_Written task A_
Answer these questions from the passage on rocket development funding:
(i) In what year did the F-1 engine originally go into development?
(ii) Which two Apollo crewed missions were specifically funded in 1966?
(iii) What is the only crewed mission to fly on SLS that is currently funded?
_Written task B_
Transcribe the passage on rocket development funding word for word, everything from "While the only" down to "any such missions.".

— START OF Document text —

I keep getting irritated by the oft-repeated rubric that NASA is wasting money by developing a rocket that has no funded missions in the offing.

Development of a launch capability is never done (with the exception of during Apollo, and even then was not initiated by a funded mission) because a series of funded flights require that capability.  You need to have the capability in place before you can start to fund the missions that will take advantage of it -- again, unless you want to repeat the heady go-for-broke days of Apollo.

Just as a reminder, the F-1 engine originally went into development in 1955, based upon a perceived need by the Air Force to eventually be able to orbit large payloads.

Nineteen-fifty-five.  Two years before anyone, anywhere had even demonstrated the capability of orbiting anything.  At all.

If there was a funded mission that required an F-1 engine in 1955, I'd love to see the funding appropriation for it.

And, to be honest, I don't believe it would have been possible to seek funding for Apollo if there was not an F-1 class engine already under development.  If the U.S. had been forced to try and design Apollo without the F-1 having been under development for five years already, I don't think anyone would have bitten the bullet and committed to it.  One of the reasons Apollo was considered within the realm of possibility in 1961 was the fact that the F-1 engine was scheduled to become available by 1965 or so.

Again, unless you're running a crash program like Apollo, you don't start funding your missions until the rocket needed is designed and nearly ready to go.  And I will remind y'all that, in 1966, the only Apollo crewed missions that were specifically funded were AS-204 and AS-276.  All other Apollo missions funded in that time period were unmanned tests of the vehicles. 

While the only crewed mission to fly on SLS currently funded is EM-2, at a similar point in Apollo (which was a crash program in which all elements were being designed and built all at once) there was no funding specific to any crewed Saturn V launches, much less for actual lunar landing missions.  They weren't going to happen in the next fiscal year, and as such none of the funding was specific to any such missions.

In the case of SLS/Orion, I will also point out that two of the major elements of future crewed BLEO missions -- SLS and Orion -- are in development at the same time, and targeted to come online at the same time.  And there is funding now, this year, for early stages of DSH development.  So, it's not even as if we're building a rocket that has no crewed elements under development.

— END OF Document text —
— START OF Supplied records —

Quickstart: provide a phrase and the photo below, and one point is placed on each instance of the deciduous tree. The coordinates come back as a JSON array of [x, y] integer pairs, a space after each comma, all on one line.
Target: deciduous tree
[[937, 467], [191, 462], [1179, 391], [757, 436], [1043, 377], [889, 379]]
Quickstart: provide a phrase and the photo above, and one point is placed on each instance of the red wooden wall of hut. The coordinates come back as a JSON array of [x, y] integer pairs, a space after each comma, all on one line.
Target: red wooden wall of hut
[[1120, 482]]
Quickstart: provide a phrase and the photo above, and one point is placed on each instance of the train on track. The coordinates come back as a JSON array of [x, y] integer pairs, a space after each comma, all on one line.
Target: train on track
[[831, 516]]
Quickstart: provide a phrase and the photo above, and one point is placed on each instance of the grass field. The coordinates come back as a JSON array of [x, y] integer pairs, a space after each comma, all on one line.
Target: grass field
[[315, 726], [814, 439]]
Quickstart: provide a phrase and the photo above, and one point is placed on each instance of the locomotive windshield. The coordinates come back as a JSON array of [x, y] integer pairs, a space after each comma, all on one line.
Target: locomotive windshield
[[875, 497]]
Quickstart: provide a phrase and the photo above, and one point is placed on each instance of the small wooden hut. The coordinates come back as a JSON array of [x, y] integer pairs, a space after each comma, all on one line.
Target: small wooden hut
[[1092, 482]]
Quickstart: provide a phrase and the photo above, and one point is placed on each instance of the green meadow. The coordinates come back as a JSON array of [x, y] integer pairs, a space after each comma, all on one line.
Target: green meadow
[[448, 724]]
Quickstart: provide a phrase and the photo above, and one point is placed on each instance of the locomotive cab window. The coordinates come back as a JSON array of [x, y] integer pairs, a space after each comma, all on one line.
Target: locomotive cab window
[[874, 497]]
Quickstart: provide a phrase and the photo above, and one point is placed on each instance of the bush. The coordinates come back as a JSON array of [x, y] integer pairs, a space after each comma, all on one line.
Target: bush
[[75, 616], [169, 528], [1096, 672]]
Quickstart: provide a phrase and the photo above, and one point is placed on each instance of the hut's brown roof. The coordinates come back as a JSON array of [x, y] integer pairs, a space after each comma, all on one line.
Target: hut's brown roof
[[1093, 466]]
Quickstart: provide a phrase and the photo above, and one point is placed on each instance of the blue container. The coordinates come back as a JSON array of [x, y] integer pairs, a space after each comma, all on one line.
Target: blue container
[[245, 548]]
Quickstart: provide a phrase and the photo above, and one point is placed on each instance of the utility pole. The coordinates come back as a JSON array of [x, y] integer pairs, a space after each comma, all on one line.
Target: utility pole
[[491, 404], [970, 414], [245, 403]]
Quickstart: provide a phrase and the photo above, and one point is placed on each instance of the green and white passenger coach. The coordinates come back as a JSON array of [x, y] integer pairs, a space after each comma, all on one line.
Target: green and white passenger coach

— END OF Supplied records —

_Worked answer A_
(i) 1955
(ii) AS-204 and AS-276
(iii) EM-2

_Worked answer B_
While the only crewed mission to fly on SLS currently funded is EM-2, at a similar point in Apollo (which was a crash program in which all elements were being designed and built all at once) there was no funding specific to any crewed Saturn V launches, much less for actual lunar landing missions.  They weren't going to happen in the next fiscal year, and as such none of the funding was specific to any such missions.